= What is expected =
Output only the lines below from the one containing "negative clicks: (954, 777) (987, 826)" to the one containing "box: [1037, 897, 1200, 997]", exactly as written, both ends kept.

= Excerpted data =
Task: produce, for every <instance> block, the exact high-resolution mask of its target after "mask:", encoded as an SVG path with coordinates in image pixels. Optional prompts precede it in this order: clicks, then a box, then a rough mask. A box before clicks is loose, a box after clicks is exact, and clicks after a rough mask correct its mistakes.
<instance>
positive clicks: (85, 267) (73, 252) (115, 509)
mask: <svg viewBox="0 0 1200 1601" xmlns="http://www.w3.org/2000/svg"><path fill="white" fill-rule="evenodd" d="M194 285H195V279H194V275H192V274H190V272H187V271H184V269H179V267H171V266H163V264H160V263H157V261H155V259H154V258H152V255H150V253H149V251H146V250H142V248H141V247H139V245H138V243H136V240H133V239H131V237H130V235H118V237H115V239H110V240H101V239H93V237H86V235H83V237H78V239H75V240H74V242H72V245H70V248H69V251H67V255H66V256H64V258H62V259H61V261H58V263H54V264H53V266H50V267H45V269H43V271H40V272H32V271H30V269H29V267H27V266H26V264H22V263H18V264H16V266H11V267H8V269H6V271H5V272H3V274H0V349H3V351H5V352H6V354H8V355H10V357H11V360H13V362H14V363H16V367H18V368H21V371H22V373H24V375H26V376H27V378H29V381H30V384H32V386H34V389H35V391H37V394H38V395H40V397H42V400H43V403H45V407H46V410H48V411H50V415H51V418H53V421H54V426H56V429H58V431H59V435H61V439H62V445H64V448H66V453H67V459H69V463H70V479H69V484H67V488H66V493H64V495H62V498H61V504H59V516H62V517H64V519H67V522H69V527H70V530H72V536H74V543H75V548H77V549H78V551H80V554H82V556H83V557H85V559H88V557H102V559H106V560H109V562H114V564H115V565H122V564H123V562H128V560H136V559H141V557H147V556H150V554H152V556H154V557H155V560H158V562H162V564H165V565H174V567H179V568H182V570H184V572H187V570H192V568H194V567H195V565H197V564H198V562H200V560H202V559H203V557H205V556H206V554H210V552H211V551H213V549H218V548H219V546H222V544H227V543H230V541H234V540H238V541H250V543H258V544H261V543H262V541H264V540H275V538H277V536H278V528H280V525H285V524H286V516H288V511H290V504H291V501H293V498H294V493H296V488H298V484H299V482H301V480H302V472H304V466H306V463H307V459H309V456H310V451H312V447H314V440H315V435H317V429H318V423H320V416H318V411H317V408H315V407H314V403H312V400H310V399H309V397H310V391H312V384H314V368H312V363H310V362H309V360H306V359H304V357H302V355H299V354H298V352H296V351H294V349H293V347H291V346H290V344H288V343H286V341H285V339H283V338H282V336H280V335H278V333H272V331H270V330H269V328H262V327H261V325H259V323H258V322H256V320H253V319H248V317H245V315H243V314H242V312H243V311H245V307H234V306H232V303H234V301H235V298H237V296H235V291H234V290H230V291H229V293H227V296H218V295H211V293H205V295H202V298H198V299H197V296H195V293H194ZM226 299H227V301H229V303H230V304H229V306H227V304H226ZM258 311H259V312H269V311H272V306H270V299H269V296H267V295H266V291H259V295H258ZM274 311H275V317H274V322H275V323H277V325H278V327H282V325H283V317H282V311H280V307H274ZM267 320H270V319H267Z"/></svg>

==

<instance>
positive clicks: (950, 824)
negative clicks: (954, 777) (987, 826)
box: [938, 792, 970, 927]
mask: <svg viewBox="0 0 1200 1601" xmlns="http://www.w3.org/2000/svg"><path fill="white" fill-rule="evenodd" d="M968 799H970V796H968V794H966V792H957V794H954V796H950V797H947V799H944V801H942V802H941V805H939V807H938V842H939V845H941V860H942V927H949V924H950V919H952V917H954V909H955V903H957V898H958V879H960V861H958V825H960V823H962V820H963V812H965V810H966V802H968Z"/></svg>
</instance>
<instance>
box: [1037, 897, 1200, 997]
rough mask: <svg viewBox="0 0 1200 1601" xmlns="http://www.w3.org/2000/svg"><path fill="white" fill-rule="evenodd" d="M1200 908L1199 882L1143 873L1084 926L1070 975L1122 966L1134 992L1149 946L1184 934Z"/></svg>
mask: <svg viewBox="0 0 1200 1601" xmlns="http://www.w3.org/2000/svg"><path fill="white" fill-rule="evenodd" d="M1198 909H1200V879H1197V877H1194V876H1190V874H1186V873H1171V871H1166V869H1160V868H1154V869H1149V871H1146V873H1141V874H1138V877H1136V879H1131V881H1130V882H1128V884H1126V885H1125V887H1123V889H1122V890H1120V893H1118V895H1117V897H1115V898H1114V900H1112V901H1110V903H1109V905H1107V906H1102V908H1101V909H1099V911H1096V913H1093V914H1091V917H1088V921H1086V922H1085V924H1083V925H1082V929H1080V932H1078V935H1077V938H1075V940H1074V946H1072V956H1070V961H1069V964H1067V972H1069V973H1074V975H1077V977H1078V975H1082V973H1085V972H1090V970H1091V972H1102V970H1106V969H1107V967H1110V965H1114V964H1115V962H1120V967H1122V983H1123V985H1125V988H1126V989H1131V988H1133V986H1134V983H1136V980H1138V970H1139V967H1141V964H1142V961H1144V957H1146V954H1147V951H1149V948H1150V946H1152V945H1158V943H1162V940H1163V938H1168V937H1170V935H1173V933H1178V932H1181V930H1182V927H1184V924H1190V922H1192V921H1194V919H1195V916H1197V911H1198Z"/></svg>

= Task solution =
negative clicks: (954, 777) (987, 826)
box: [938, 792, 970, 927]
mask: <svg viewBox="0 0 1200 1601" xmlns="http://www.w3.org/2000/svg"><path fill="white" fill-rule="evenodd" d="M968 799H970V796H968V794H966V792H957V794H954V796H950V797H947V799H944V801H942V802H941V805H939V807H938V842H939V845H941V860H942V927H949V924H950V919H952V917H954V909H955V903H957V898H958V879H960V861H958V825H960V823H962V820H963V812H965V810H966V802H968Z"/></svg>
</instance>
<instance>
box: [1037, 897, 1200, 997]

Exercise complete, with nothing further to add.